» Passage provided
========

Colombian politician

Gil Colunje (1 September 1831 – 6 January 1899) was a Colombian politician, lawyer, journalist, romantic writer, and poet. He was an MP in the Federal State of Panama in 1865, magistrate of the Supreme Court of Justice of Colombia.

Colunje took part in the Colombian Civil War of 1854 in Bogotá.

== Biography ==
In his youth, Colunje joined the civic association Los Deseosos de Instrucción, from which he wrote romantic poems that were published in newspapers of the time such as El Panameño, La Estrella de Panamá, El Neogranadino, among others. He founded several newspapers such as El Centinela (1856, together with Pablo Arosemena), La Tribuna Federal (1879) and La Defensa (1880). In 1856, he collaborated with the newspaper El Tiempo of Bogota.

========

» Material supplied
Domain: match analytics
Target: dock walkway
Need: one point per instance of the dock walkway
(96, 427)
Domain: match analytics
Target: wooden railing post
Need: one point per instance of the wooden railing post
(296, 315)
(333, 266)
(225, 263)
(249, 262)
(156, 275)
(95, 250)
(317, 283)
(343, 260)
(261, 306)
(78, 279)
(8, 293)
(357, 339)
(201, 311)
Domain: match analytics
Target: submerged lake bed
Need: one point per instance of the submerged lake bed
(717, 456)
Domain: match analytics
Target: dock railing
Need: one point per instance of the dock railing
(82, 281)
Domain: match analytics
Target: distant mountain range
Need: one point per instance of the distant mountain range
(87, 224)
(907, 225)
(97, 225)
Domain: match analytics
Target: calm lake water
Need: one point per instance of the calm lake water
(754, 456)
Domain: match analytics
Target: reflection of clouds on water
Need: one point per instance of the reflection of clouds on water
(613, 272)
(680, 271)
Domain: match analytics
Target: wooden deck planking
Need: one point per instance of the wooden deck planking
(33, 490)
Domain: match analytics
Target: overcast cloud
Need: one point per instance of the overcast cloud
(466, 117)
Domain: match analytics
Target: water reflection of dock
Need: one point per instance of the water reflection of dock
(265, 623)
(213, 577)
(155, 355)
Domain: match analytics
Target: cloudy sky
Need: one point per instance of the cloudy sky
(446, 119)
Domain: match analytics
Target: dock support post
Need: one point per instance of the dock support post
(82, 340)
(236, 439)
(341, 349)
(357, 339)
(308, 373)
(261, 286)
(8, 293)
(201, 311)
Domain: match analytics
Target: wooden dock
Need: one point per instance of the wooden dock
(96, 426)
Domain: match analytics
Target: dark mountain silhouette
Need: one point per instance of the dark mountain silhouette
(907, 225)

========

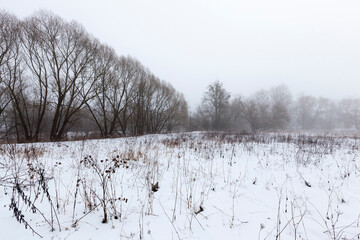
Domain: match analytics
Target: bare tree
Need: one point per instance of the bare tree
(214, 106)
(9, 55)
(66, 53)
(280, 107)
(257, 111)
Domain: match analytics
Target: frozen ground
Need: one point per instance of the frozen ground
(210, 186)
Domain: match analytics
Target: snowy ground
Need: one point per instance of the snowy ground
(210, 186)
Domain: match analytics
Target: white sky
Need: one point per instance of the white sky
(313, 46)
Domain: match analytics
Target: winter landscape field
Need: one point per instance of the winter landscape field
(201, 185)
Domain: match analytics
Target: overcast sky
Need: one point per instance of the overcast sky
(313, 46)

========

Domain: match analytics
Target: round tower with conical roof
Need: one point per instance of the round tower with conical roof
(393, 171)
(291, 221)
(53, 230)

========

Continue the passage on Gil Colunje from where it stops. None of the items are needed for this.

» Answer to the exercise
In 1855, he was elected MP to the first Constituent Convention of the Federal State of Panama. In 1856, the Central Government of Bogota appointed him as a senior officer of the Secretariat of State.

Again, in 1859 he was appointed representative of Panama, along with other Panamanians, to the congress of the Grenadine Confederation. There he and five other senators filed an accusation against the president of the Confederation, Mariano Ospina Rodríguez, for having promoted uprisings against the rule of law.